Consigne: Dans l'extrait sur le bruit et l'urbanisation, qui paie la taxe spéciale finançant les aides à l'insonorisation des maisons ?

Le bruit et l'urbanisation : encore des mensonges
La
question des nuisances sonores et de la limitation de l'urbanisation mérite
elle aussi d'être regardée de plus près. Car cet argument a gagné en force au
fur et à mesure du temps, au point d'être désormais quasiment l'argument
principal du transfert. Un argument on s'en doute très important aux yeux, ou
plutôt aux oreilles de l'opinion publique nantaise.
Malheureusement
là encore, la vérité est tordue pour servir la cause. Et pas qu'un peu.
Le
bruit est pourtant une réalité mesurable et objectivable. Certes, les riverains
de routes bruyantes qui se battent pour être mieux protégés le savent bien, la
manière de procéder aux mesures de bruit est parfois discutable, mais enfin il
y a un minimum de chiffres et de réalité derrière. La preuve, ce sont les
cartes de bruit que doivent désormais établir les agglomérations. Nous en
reparlerons.
La
loi a prévu pour les aéroports les plus importants la réalisation de deux
documents d'urbanisme : le Plan d'Exposition au Bruit, qui doit anticiper
l'évolution du trafic et donc ses conséquences sonores pour ne pas exposer de
nouvelles populations à un bruit inacceptable. Le PEB s'impose donc aux Plans
locaux d'Urbanisme. Il comprend quatre zones, A, B, C et D. Les deux premières,
très proches de l'infrastructure empêchent toute construction nouvelle qui ne
serait pas en rapport avec l'aéroport lui-même. La zone C autorise des zones
d'activité mais pas de logements collectifs. Seule la reconstruction limitée de
l'existant est possible. Enfin la zone D permet toutes les constructions
qu'elles soient à usage de logements ou d'activités.
Le second document s'appelle le Plan de Gêne
Sonore. Il doit refléter autant que faire se peut le bruit réel, la véritable
gêne subie ici et maintenant. Il ouvre droit pour les habitants qui s'y
trouvent inclus à des aides financières, pour les aider à insonoriser leurs
maisons. L'argent vient d'une taxe spéciale payée par les compagnies aériennes.
Un progrès fort important pour les riverains des aéroports, on en conviendra.

Données fournies:

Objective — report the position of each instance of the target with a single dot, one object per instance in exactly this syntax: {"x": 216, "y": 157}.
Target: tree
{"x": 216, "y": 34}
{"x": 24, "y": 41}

Corrigé: Les compagnies aériennes.